(YOUR ASSIGNMENT): Exactly as they stand, write out all of the entries again.

(STORED DATA):
::::::
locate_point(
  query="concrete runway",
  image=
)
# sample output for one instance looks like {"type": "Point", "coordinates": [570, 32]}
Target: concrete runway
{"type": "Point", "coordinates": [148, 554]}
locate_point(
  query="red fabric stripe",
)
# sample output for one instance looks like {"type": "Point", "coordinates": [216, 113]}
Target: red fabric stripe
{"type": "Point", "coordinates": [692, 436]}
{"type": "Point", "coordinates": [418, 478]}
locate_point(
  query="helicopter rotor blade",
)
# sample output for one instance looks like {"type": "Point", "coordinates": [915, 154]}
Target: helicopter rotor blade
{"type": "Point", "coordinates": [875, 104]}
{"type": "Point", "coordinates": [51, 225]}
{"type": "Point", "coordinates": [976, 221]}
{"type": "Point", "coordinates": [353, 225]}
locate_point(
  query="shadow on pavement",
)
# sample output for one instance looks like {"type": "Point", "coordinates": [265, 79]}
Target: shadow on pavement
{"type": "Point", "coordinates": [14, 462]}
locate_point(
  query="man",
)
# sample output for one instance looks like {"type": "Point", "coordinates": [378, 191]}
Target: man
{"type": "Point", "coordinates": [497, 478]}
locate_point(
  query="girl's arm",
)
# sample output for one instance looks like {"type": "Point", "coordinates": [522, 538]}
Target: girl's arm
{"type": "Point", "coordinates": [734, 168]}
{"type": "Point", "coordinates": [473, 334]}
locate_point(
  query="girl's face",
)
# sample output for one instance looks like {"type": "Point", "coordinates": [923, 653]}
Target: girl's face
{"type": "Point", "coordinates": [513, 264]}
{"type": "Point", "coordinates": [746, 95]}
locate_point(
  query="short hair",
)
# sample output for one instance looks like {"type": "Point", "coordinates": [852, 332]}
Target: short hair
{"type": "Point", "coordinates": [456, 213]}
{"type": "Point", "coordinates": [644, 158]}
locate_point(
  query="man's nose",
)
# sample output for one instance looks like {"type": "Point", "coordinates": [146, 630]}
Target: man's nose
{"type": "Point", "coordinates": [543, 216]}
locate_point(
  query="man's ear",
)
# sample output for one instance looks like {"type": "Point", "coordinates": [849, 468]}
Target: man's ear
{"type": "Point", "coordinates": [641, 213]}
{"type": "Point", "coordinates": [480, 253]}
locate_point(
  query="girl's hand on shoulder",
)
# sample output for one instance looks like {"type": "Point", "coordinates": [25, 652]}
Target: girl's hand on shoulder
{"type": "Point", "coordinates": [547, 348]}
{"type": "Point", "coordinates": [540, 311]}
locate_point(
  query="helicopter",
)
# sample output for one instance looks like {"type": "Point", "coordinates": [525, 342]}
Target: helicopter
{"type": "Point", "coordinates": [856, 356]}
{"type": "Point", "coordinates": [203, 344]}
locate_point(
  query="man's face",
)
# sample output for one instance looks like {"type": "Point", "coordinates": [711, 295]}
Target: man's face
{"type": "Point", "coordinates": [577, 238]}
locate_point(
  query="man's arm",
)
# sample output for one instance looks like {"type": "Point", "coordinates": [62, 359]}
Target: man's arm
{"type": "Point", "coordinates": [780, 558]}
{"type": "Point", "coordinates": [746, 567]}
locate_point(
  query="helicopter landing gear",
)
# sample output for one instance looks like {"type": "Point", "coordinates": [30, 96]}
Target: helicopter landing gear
::::::
(WRITTEN SOLUTION):
locate_point(
  query="concrete runway",
  image=
)
# sample output for one instance looks like {"type": "Point", "coordinates": [570, 32]}
Target: concrete runway
{"type": "Point", "coordinates": [148, 554]}
locate_point(
  query="red fabric stripe",
)
# sample output for one instance looks like {"type": "Point", "coordinates": [216, 113]}
Target: red fabric stripe
{"type": "Point", "coordinates": [692, 436]}
{"type": "Point", "coordinates": [418, 478]}
locate_point(
  query="helicopter rotor blade",
)
# sample output for one instance looks like {"type": "Point", "coordinates": [915, 154]}
Target: helicopter rotor blade
{"type": "Point", "coordinates": [875, 104]}
{"type": "Point", "coordinates": [51, 225]}
{"type": "Point", "coordinates": [976, 221]}
{"type": "Point", "coordinates": [353, 225]}
locate_point(
  query="shadow on pavement",
)
# sample output for one instance looks like {"type": "Point", "coordinates": [265, 79]}
Target: shadow on pavement
{"type": "Point", "coordinates": [14, 462]}
locate_point(
  query="man",
)
# sample output for one instance looks like {"type": "Point", "coordinates": [378, 191]}
Target: man
{"type": "Point", "coordinates": [497, 478]}
locate_point(
  query="girl's arm",
)
# sample output for one instance looks like {"type": "Point", "coordinates": [522, 538]}
Target: girl's arm
{"type": "Point", "coordinates": [734, 168]}
{"type": "Point", "coordinates": [473, 334]}
locate_point(
  query="girl's face",
)
# sample output for one instance looks like {"type": "Point", "coordinates": [923, 653]}
Target: girl's face
{"type": "Point", "coordinates": [513, 264]}
{"type": "Point", "coordinates": [746, 95]}
locate_point(
  query="short hair",
)
# sample output for one instance looks like {"type": "Point", "coordinates": [852, 332]}
Target: short hair
{"type": "Point", "coordinates": [456, 213]}
{"type": "Point", "coordinates": [644, 158]}
locate_point(
  query="man's nose",
)
# sample output for one instance looks like {"type": "Point", "coordinates": [146, 630]}
Target: man's nose
{"type": "Point", "coordinates": [543, 216]}
locate_point(
  query="man's ear",
)
# sample output for one instance looks like {"type": "Point", "coordinates": [849, 468]}
Target: man's ear
{"type": "Point", "coordinates": [641, 213]}
{"type": "Point", "coordinates": [480, 253]}
locate_point(
  query="girl's hand on shoulder",
)
# sample output for one instance looks like {"type": "Point", "coordinates": [25, 652]}
Target: girl's hand on shoulder
{"type": "Point", "coordinates": [547, 348]}
{"type": "Point", "coordinates": [540, 311]}
locate_point(
  query="helicopter",
)
# sample output for one instance looks like {"type": "Point", "coordinates": [525, 342]}
Target: helicopter
{"type": "Point", "coordinates": [856, 356]}
{"type": "Point", "coordinates": [203, 344]}
locate_point(
  query="man's face",
)
# sample output for one instance looks like {"type": "Point", "coordinates": [711, 295]}
Target: man's face
{"type": "Point", "coordinates": [577, 238]}
locate_point(
  query="man's arm",
)
# sample output for one instance looks like {"type": "Point", "coordinates": [62, 359]}
Target: man's arm
{"type": "Point", "coordinates": [780, 558]}
{"type": "Point", "coordinates": [746, 567]}
locate_point(
  query="helicopter landing gear",
)
# sample output for one instance looks like {"type": "Point", "coordinates": [30, 96]}
Target: helicopter landing gear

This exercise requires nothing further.